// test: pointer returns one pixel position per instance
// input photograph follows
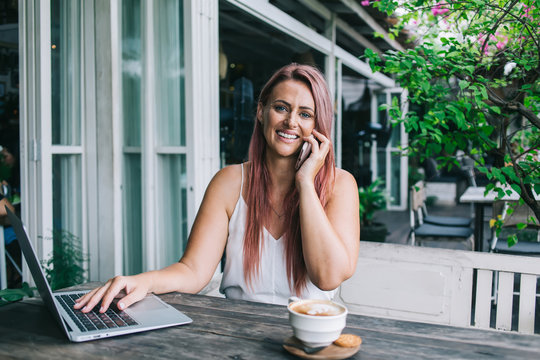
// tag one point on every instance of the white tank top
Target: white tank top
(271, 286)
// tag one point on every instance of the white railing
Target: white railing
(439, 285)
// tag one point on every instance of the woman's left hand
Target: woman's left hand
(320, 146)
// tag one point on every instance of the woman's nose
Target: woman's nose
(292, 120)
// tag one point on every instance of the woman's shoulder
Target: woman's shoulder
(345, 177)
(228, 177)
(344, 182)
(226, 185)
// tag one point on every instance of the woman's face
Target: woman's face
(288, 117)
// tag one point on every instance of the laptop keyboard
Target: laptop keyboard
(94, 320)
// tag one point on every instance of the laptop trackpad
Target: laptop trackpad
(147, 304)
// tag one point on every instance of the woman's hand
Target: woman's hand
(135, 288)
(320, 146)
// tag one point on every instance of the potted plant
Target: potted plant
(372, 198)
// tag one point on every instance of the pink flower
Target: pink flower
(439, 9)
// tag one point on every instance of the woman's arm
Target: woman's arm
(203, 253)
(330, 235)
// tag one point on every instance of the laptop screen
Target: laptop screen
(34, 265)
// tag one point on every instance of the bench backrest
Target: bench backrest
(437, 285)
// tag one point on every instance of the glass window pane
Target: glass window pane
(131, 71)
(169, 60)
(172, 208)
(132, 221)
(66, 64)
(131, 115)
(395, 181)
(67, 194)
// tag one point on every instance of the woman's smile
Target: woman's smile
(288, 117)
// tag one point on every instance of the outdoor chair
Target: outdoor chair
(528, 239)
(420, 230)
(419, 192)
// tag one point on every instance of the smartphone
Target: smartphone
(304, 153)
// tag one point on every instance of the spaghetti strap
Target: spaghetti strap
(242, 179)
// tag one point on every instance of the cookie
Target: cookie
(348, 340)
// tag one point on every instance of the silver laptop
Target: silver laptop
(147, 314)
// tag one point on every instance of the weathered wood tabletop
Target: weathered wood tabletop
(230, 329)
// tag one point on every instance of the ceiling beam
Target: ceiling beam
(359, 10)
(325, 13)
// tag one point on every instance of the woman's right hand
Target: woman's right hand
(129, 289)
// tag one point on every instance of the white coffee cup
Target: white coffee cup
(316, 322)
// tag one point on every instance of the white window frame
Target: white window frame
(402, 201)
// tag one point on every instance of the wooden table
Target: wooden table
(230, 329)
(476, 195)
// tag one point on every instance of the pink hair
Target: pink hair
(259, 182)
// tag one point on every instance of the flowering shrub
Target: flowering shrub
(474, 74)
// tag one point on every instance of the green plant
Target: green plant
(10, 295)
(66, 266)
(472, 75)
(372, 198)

---

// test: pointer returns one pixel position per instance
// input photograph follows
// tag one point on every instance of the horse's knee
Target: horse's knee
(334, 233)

* * *

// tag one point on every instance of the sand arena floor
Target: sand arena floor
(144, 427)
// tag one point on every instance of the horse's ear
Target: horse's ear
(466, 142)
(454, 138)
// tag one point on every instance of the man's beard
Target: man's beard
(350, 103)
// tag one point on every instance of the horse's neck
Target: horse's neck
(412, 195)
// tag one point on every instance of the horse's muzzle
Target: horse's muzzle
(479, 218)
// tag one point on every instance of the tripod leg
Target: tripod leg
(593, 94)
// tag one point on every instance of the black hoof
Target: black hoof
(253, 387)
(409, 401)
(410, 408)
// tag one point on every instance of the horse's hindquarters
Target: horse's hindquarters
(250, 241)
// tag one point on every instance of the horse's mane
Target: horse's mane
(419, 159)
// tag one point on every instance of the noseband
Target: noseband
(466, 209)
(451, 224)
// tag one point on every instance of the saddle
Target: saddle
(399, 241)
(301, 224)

> **About this exercise**
Using the data above, transcribe the lines that run from the line with "Target: silver laptop" to the line with "the white window frame", both ends kept, and output nothing else.

> **Solution**
Target: silver laptop
(147, 314)
// tag one point on every instance of the weathered wood tabletop
Target: weathered wood tabletop
(230, 329)
// tag one point on every instance of the ceiling beam
Target: ceiling beam
(359, 10)
(325, 13)
// tag one point on every instance of the woman's right hand
Target: woman's right hand
(129, 289)
// tag one point on every instance of the white coffee cup
Target: white coffee cup
(316, 322)
// tag one point on every instance of the white window frame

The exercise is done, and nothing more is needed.